::: Task inputs :::
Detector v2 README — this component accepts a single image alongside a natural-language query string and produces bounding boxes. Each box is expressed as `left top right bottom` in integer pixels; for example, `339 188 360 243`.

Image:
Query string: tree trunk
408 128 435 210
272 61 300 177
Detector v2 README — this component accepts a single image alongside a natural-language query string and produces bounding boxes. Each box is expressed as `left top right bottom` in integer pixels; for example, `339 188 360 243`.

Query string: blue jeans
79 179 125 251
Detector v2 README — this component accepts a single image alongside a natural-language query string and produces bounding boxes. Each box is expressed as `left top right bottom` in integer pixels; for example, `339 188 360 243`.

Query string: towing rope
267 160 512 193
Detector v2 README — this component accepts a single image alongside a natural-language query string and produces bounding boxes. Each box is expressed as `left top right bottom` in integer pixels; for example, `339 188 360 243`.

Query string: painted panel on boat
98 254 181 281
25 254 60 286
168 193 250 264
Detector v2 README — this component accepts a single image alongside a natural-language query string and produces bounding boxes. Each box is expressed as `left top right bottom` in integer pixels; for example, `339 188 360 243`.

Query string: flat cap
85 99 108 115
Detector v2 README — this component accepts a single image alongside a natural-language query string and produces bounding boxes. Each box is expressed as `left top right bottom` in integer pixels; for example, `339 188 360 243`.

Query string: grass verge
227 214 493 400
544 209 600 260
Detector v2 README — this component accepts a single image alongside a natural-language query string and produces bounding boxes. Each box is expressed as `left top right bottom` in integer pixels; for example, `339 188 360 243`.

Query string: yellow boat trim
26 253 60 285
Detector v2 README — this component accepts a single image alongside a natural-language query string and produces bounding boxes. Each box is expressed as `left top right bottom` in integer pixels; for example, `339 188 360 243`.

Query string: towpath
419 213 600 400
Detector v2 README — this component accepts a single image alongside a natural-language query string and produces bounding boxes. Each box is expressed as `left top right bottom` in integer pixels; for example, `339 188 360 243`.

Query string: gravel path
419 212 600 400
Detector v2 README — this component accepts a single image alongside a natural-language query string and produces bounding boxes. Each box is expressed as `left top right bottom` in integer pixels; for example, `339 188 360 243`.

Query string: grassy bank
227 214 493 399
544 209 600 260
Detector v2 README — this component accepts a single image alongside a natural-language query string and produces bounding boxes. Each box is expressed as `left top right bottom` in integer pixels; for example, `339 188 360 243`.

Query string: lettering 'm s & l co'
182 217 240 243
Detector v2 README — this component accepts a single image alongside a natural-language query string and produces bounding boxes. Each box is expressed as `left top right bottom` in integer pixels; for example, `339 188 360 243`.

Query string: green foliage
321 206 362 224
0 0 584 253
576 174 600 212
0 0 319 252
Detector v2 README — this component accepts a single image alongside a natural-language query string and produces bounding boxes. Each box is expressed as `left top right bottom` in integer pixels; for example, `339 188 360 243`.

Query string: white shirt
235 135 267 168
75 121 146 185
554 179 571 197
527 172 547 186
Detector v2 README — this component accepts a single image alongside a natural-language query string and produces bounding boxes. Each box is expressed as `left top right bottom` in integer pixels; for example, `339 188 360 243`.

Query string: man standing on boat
:::
Problem to solve
Please reproduce every row above word for word, from the first to the last.

The solution
Detector v2 README — this component accepts a single image alongside a natural-language query string and produces bounding boxes. Each box is expressed as `left top right bottom` in integer pixels; for example, `339 188 360 243`.

Image:
Query string: tree trunk
408 128 435 210
272 61 300 177
Detector v2 README — this component accepts a single image alongside a natural-language query string and produces bounding boxes. Each box is expressed as `left top right bottom` in integer pixels; for example, `339 188 360 243`.

Query string: blue jeans
79 179 125 251
Detector v2 README — this component accepts a single image alongside a natural-language query string and produces bounding boxes. Each box is expressed as `left top right bottom` in integer pixels; for example, `339 188 360 243`.

Query string: towing rope
267 160 512 193
Detector v2 README — this component accepts a single image alongside a natural-language query string and produces bounding boxes. Each box is expressed as `left top right bottom` in integer pixels; for example, `339 188 360 243`.

Query string: painted panel on boat
98 254 181 281
25 254 60 286
168 193 250 264
Detector v2 README — this component accepts a single image alongside a natural-language query string and produces bounding boxes. Each box is expressed as `left top right bottom` in integer pixels; for example, `339 188 360 243`.

Query string: flat cap
85 99 108 115
Detector v2 README — this component accepts a single image alongside a natural-language query string and produces bounding boxes. Each box is expressed as `left top right bottom` in integer pixels; for example, `339 188 360 243`.

Query string: grass verge
227 214 493 400
544 209 600 260
Detector v2 README — this component accepts a single image alongside a natural-language query string and produces bounding boxes. Each box is expressed as `left top right bottom` in integer pixels; for example, `339 188 360 243`.

Query string: yellow boat trim
26 253 60 285
Detector v2 README — this component accepts a single image alongside a natural-language query string and produces bounding boxes. Each box is expressed as `left top right bottom` in integer pixels; for example, `339 188 360 243`.

Query string: towpath
419 213 600 400
Detector v2 README — this component accepts a single image alongside a natural-language query string and produces bounding boxes. Each box is expressed as `left top right bottom` in integer pixels; for example, `339 188 360 243`.

Query string: gravel path
419 212 600 400
Detector v2 README — this component accepts a single image alongside a natural-language query string and produces bounding boxes. Each box is expressed as `left top right bottom` in integer pixels; for example, `339 188 360 243`.

Query string: grassy bank
227 214 493 399
544 209 600 260
Detector v2 README — this component accepts a single image alongside a natural-language query string and produces bounding boxes. Each box is expressed as `left top right bottom` in integer pixels; for example, `339 188 360 243`.

Query string: lettering 'm s & l co'
182 217 240 243
Detector v2 README — this component accepts a single image alongside a natural-language query string and produces bounding boxes. Each box is expressed as `left top right bottom` in integer pixels; for example, `339 188 360 243`.

Query string: green foliage
321 206 362 224
0 0 584 253
576 174 600 212
0 0 319 252
Detector v2 README — this component accepts a single image alongside a natural-language query string and produces bounding boxes. Each box is expressed as `left top right bottom` in integer pixels; for example, `339 188 360 243`.

Query string: white shirt
235 135 267 168
75 121 146 185
554 179 571 197
527 172 547 186
Detector v2 README — this component accepts a single image alongside a natural-language query string and produces bounding boxes. Each box is expressed as `left top right bottom` in integer pixels; for example, `339 188 360 243`.

Query string: man standing on boat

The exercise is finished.